Visit Newton County to Beat the COVID-19 Homeschool Blues
Everyone with kids seems to be homeschooling these days, whether they planned it or not! Thanks to COVID-19, you are home, and so is your family. You might be dreaming of a much-needed vacation from juggling work and your current home situation. With warmer weather coming, you can still plan a great summer vacation.
While you plan, realize that your travel options could be limited due to COVID-19 restrictions. Many attractions that are closed now could remain closed when you travel. The places that are open will expect you to practice responsible recreation as the new norm.
The good news is that there are many things to do during the summer in Newton County. You might also be able to combine your impromptu teacher’s hat with travel to learn new skills and hone others.
Before making vacation plans, we’ve got a few family travel tips for summer.
Keep current on restrictions.
It’s important to understand effective dates and travel requirements for shelter in place and state of emergency. We don’t know how long these will remain in effect, but the Georgia Governor has extended statewide requirements for the shelter in place until April 30th and the public health state of emergency through May 13th, at the earliest. Since the restrictions allow travel to parks and other outdoor recreation areas, you don’t have to let COVID-19 wreak havoc on your summer vacation. You can plan a vacation while still maintaining social distance and thinking of visiting these places that are open.

Available data =
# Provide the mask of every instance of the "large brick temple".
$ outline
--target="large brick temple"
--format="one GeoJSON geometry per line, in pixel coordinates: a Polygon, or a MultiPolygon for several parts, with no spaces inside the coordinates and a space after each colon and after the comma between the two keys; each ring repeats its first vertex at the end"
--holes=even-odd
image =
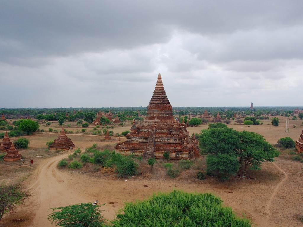
{"type": "Polygon", "coordinates": [[[164,159],[165,152],[169,153],[171,159],[187,159],[199,156],[200,150],[194,135],[193,140],[185,124],[174,118],[160,74],[147,107],[146,118],[137,126],[134,121],[126,141],[115,147],[116,152],[143,156],[145,159],[164,159]]]}

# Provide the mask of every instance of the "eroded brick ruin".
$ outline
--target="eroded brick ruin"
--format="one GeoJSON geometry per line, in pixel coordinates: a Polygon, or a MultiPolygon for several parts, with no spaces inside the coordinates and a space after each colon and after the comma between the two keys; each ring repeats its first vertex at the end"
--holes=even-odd
{"type": "Polygon", "coordinates": [[[296,148],[297,150],[297,152],[299,154],[303,153],[303,130],[300,135],[299,139],[296,141],[296,148]]]}
{"type": "Polygon", "coordinates": [[[146,118],[137,126],[134,120],[130,131],[126,141],[118,143],[115,147],[117,152],[143,156],[145,159],[164,159],[165,152],[171,159],[187,159],[199,156],[200,149],[189,136],[184,122],[180,123],[174,119],[160,74],[147,107],[146,118]]]}
{"type": "Polygon", "coordinates": [[[72,149],[75,147],[75,144],[65,134],[64,129],[62,127],[58,139],[55,140],[52,144],[49,146],[49,149],[51,150],[65,150],[72,149]]]}

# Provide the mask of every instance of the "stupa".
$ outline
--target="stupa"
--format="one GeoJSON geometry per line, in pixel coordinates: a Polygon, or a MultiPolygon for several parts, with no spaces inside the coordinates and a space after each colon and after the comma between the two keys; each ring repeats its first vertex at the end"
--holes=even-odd
{"type": "Polygon", "coordinates": [[[0,143],[0,152],[4,152],[8,151],[10,148],[12,143],[8,137],[7,131],[5,131],[2,142],[0,143]]]}
{"type": "Polygon", "coordinates": [[[115,147],[117,152],[143,156],[146,159],[163,159],[165,152],[174,160],[191,159],[200,155],[200,149],[192,140],[183,123],[174,119],[172,108],[160,74],[147,107],[146,118],[137,127],[133,120],[130,131],[126,135],[126,141],[115,147]]]}
{"type": "Polygon", "coordinates": [[[201,117],[203,117],[205,119],[209,119],[210,118],[210,116],[207,113],[207,110],[205,110],[204,111],[204,113],[203,115],[201,115],[201,117]]]}
{"type": "Polygon", "coordinates": [[[100,118],[103,116],[102,113],[101,112],[101,110],[99,111],[99,112],[97,114],[97,117],[94,121],[94,125],[98,125],[100,124],[100,118]]]}
{"type": "Polygon", "coordinates": [[[7,121],[7,120],[5,118],[5,117],[4,116],[4,113],[2,114],[2,116],[0,120],[5,120],[5,121],[7,121]]]}
{"type": "Polygon", "coordinates": [[[114,119],[113,123],[115,124],[120,124],[121,123],[121,121],[120,121],[119,117],[118,117],[118,114],[117,114],[117,116],[116,116],[116,118],[114,119]]]}
{"type": "Polygon", "coordinates": [[[297,152],[299,154],[303,153],[303,130],[302,130],[299,139],[296,141],[295,144],[297,152]]]}
{"type": "Polygon", "coordinates": [[[6,152],[7,153],[3,157],[4,161],[12,162],[21,159],[21,155],[19,153],[18,150],[16,149],[13,144],[12,144],[6,152]]]}
{"type": "Polygon", "coordinates": [[[106,134],[105,135],[105,137],[104,137],[104,139],[106,140],[109,140],[112,139],[112,137],[111,137],[111,136],[109,135],[109,133],[108,133],[108,130],[106,131],[106,134]]]}
{"type": "Polygon", "coordinates": [[[53,144],[49,146],[49,149],[51,150],[65,150],[72,149],[75,147],[75,144],[73,143],[71,139],[68,138],[64,131],[64,129],[62,127],[58,139],[55,140],[53,144]]]}
{"type": "Polygon", "coordinates": [[[218,112],[218,113],[217,114],[217,117],[216,117],[216,119],[221,119],[221,116],[220,116],[220,114],[218,112]]]}

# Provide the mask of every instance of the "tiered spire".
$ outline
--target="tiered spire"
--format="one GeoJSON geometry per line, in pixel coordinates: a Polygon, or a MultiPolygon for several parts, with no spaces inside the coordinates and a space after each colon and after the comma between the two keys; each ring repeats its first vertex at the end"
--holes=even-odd
{"type": "Polygon", "coordinates": [[[8,137],[7,131],[6,130],[4,134],[4,137],[1,143],[1,146],[0,146],[0,152],[3,152],[8,150],[10,148],[12,143],[12,142],[8,137]]]}
{"type": "Polygon", "coordinates": [[[164,120],[172,120],[174,119],[172,107],[166,96],[160,74],[158,75],[152,97],[147,107],[146,119],[164,120]]]}
{"type": "Polygon", "coordinates": [[[75,144],[73,143],[71,139],[68,138],[64,131],[64,128],[62,127],[58,139],[55,140],[55,141],[49,147],[52,150],[65,150],[73,148],[75,147],[75,144]]]}
{"type": "Polygon", "coordinates": [[[3,158],[4,161],[13,161],[21,159],[21,155],[16,150],[14,144],[12,144],[11,147],[7,151],[7,153],[4,156],[3,158]]]}

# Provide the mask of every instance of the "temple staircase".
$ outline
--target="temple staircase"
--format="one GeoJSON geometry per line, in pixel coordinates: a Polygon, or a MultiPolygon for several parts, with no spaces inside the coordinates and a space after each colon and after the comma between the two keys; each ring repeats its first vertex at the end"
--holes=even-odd
{"type": "Polygon", "coordinates": [[[148,159],[153,158],[155,157],[155,137],[156,134],[156,128],[153,127],[152,128],[152,132],[148,137],[147,142],[147,146],[144,149],[144,153],[143,154],[143,158],[145,159],[148,159]]]}

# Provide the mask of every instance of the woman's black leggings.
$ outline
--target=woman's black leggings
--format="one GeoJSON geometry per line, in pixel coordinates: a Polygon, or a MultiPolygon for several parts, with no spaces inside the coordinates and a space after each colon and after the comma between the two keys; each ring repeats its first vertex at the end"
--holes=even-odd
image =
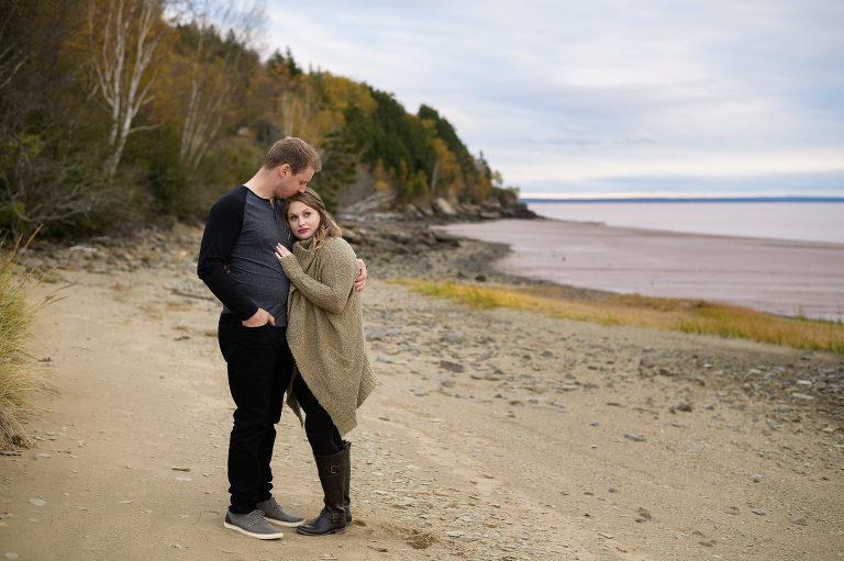
{"type": "Polygon", "coordinates": [[[334,456],[343,450],[343,438],[331,416],[311,393],[301,374],[293,379],[293,395],[304,412],[304,434],[314,456],[334,456]]]}

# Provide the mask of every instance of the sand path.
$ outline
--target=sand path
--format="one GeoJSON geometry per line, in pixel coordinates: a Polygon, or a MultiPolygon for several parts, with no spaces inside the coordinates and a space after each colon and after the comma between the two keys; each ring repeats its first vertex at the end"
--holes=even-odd
{"type": "MultiPolygon", "coordinates": [[[[66,298],[41,315],[33,344],[54,391],[26,425],[35,447],[0,457],[0,556],[844,554],[844,419],[789,394],[751,399],[735,381],[779,375],[807,395],[798,382],[842,372],[840,357],[470,311],[377,271],[365,313],[380,386],[349,435],[355,523],[280,541],[226,530],[232,403],[218,304],[195,298],[207,292],[190,255],[133,272],[58,271],[66,298]]],[[[287,411],[274,470],[281,504],[315,515],[313,461],[287,411]]]]}

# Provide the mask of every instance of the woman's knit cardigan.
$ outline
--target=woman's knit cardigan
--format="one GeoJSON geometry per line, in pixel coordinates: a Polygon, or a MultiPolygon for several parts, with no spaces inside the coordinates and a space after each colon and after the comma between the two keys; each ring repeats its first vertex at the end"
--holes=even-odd
{"type": "MultiPolygon", "coordinates": [[[[290,279],[287,343],[299,375],[345,435],[357,425],[355,409],[376,385],[366,356],[360,294],[354,290],[357,259],[342,238],[330,237],[316,250],[311,242],[297,242],[293,254],[281,259],[290,279]]],[[[289,390],[288,404],[301,419],[289,390]]]]}

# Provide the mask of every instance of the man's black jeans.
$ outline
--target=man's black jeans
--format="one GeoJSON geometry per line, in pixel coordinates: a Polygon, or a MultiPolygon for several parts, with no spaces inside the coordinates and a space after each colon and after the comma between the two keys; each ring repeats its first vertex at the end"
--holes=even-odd
{"type": "Polygon", "coordinates": [[[249,513],[270,497],[274,425],[290,382],[293,359],[284,327],[244,327],[232,314],[220,316],[218,340],[227,363],[236,409],[229,439],[231,510],[249,513]]]}

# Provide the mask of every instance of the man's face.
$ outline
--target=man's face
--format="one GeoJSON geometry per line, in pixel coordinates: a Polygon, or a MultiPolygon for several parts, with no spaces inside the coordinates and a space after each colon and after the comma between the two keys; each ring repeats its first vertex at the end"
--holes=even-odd
{"type": "Polygon", "coordinates": [[[303,193],[308,182],[313,179],[313,168],[304,168],[299,173],[293,173],[288,164],[278,168],[278,181],[276,184],[276,199],[290,199],[296,193],[303,193]]]}

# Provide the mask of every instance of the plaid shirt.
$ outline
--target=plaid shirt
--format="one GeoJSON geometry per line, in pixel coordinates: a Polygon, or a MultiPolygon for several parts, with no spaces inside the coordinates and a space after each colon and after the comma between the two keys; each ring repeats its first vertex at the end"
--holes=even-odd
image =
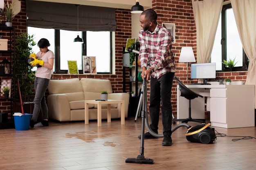
{"type": "Polygon", "coordinates": [[[141,68],[147,68],[149,61],[150,67],[153,68],[151,75],[157,79],[167,73],[175,72],[171,35],[167,29],[158,23],[153,33],[142,29],[139,33],[139,40],[141,68]]]}

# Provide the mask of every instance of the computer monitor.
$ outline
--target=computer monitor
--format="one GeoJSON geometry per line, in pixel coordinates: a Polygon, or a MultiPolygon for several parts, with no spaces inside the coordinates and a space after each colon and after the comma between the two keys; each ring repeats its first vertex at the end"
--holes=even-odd
{"type": "Polygon", "coordinates": [[[191,64],[191,78],[203,79],[204,84],[208,79],[216,78],[216,63],[191,64]]]}

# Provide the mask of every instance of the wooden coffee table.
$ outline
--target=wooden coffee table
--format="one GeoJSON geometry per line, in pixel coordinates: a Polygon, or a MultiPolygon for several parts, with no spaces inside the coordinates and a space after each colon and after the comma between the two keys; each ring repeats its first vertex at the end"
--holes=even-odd
{"type": "Polygon", "coordinates": [[[85,101],[85,124],[89,124],[89,104],[97,105],[97,118],[98,126],[101,126],[101,105],[108,104],[108,122],[111,122],[110,105],[111,104],[121,104],[121,124],[124,124],[124,100],[108,99],[106,101],[95,100],[85,101]]]}

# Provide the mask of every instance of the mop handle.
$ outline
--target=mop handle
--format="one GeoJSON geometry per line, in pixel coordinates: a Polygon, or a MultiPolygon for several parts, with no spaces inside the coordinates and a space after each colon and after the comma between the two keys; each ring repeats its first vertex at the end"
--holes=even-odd
{"type": "Polygon", "coordinates": [[[21,112],[22,114],[24,114],[24,111],[23,111],[23,106],[22,105],[22,101],[21,100],[21,94],[20,94],[20,84],[19,83],[19,80],[17,80],[18,82],[18,87],[19,89],[19,95],[20,95],[20,106],[21,106],[21,112]]]}

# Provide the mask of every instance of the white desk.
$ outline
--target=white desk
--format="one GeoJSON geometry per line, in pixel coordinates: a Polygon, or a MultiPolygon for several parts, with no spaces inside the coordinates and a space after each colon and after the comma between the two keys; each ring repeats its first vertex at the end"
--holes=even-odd
{"type": "MultiPolygon", "coordinates": [[[[225,128],[254,126],[254,86],[253,85],[188,85],[199,94],[209,90],[210,121],[213,126],[225,128]]],[[[189,100],[180,96],[177,85],[177,119],[188,117],[189,100]]],[[[205,119],[205,98],[191,100],[191,117],[205,119]]]]}
{"type": "Polygon", "coordinates": [[[95,100],[85,100],[85,124],[89,124],[89,104],[97,104],[97,118],[98,126],[101,126],[101,105],[108,104],[108,122],[111,122],[111,104],[121,104],[121,124],[124,123],[124,100],[108,99],[106,101],[96,101],[95,100]]]}

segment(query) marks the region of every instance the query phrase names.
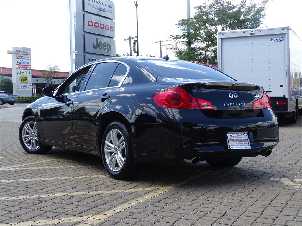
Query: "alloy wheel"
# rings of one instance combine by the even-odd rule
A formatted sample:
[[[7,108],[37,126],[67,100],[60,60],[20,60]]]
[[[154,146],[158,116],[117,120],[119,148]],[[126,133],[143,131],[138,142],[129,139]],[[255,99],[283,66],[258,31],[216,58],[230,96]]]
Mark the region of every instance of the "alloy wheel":
[[[107,165],[112,171],[119,171],[124,165],[126,156],[125,139],[119,130],[113,129],[109,131],[104,148]]]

What you have to do = Write the next part of the Newton County travel article, picking up after its final sentence. The records were taken from a different source than the Newton County travel article.

Reply to the task =
Think outdoor activities.
For things to do in the summer in Newton County, think outdoor fun like kayaking along the Yellow River, hiking on the Newton Trails and fishing on the lakes at Charlie Elliott Wildlife Center. Many outdoor recreational activities have not been cancelled, and that includes hunting, fishing, boating, hiking, wildlife viewing and more. The main requirement to keep top of mind is that you maintain social distancing of six feet between all persons who are not occupants of the same household or residence.
Keep your vehicle maintained.
Travel is permitted to get to and from your destination. For your safety and that of your family, get any necessary repairs and maintenance completed on your vehicle in advance. Map out your destination. And have emergency contacts readily available along with a backup plan in case something goes wrong.
Now that you’ve got a few family travel tips for summer and are ready to start planning, here’s a suggested 5-day itinerary.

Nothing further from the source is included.